Set of tasks
• 1. Summarize the passage on cricketer Giles Toogood in two sentences.
• 2. Extend the passage on cricketer Giles Toogood, picking up after its final sentence.

Given passage
════
Giles Toogood

Personal information
- Full name: Giles John Toogood
- Born: 19 November 1961 (age 64) West Bromwich, Staffordshire, England
- Batting: Right-handed
- Bowling: Right-arm medium Right-arm off-break

Domestic team information
- 1995: Cambridgeshire
- 1991–1992: Shropshire
- 1982–1989: Oxford University

Career statistics
| Competition | First-class | List A |
| Matches | 34 | 16 |
| Runs scored | 1,403 | 91 |
| Batting average | 27.50 | 5.68 |
| 100s/50s | 2/6 | 0/0 |
| Top score | 149 | 18 |
| Balls bowled | 2,125 | 240 |
| Wickets | 26 | 7 |
| Bowling average | 45.46 | 27.14 |
| 5 wickets in innings | 1 | 1 |
| 10 wickets in match | 1 | N/A |
| Best bowling | 8/52 | 6/47 |
| Catches/stumpings | 11/0 | 0/0 |
- Source: CricketArchive, 15 March 2009

= Giles Toogood =

English cricketer

Giles John Toogood (born 19 November 1961 in West Bromwich) is a former English cricketer. He was educated at North Bromsgrove High School and Oxford University.

He was a right-handed batsman and right-arm medium-pace and off-break bowler who played first-class and List A cricket for Oxford University between 1982 and 1989. Later, he played minor counties cricket for Shropshire in 1991 and 1992 while playing at club level for Barnt Green, and, briefly, Cambridgeshire, appearing at List A level in the NatWest Trophy for both teams.
════
Information given
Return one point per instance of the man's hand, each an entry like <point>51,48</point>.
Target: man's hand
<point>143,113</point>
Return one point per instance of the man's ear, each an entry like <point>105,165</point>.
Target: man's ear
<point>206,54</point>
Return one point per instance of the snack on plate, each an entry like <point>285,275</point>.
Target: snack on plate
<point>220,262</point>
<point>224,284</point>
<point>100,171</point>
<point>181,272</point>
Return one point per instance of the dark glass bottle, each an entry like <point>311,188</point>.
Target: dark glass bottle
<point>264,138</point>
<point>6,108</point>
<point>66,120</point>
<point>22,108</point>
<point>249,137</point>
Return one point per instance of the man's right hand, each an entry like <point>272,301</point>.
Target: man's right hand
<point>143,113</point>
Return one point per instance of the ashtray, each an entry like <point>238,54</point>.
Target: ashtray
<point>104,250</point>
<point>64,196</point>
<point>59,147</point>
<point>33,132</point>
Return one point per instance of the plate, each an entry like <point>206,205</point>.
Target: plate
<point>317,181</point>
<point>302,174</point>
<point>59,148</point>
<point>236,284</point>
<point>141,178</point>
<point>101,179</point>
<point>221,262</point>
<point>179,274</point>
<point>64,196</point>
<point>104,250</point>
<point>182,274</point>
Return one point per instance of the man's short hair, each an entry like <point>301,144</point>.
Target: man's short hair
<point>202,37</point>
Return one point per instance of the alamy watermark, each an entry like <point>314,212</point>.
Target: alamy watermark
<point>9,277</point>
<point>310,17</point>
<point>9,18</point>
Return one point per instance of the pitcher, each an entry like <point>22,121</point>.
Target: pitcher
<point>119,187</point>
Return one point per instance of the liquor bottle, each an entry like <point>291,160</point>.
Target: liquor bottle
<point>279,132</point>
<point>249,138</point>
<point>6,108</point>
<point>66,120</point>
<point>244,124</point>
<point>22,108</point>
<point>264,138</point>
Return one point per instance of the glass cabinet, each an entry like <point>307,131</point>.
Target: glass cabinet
════
Per-task outputs
• 1. Giles John Toogood, born in West Bromwich on 19 November 1961, is a former English cricketer who was educated at North Bromsgrove High School and Oxford University. A right-handed batsman who bowled right-arm medium pace and off-breaks, he played first-class and List A cricket for Oxford University from 1982 to 1989, then minor counties cricket for Shropshire in 1991 and 1992 and briefly for Cambridgeshire, appearing in the NatWest Trophy for both teams.

• 2.
In 1985, playing in the University Match against Cambridge University at Lord's, Toogood took 8/52 in the first innings (adding another two wickets in the second). This was the best first-class innings return by an Oxford bowler for 61 years, Tom Raikes having claimed 9/38 against the Army in 1924. As of March 2009, Toogood's feat remains the only example of an Oxford player taking seven or more wickets in a first-class innings since Giles Ridley's 7/110 against Gloucestershire in 1965.

He graduated in medicine and works as a surgeon in Yorkshire.

Toogood gained a personal chair from university of Leeds in 2014. He obtained an NIHR HTA grant for the sunflower trial to investigate the role of MRCP in bile duct stones.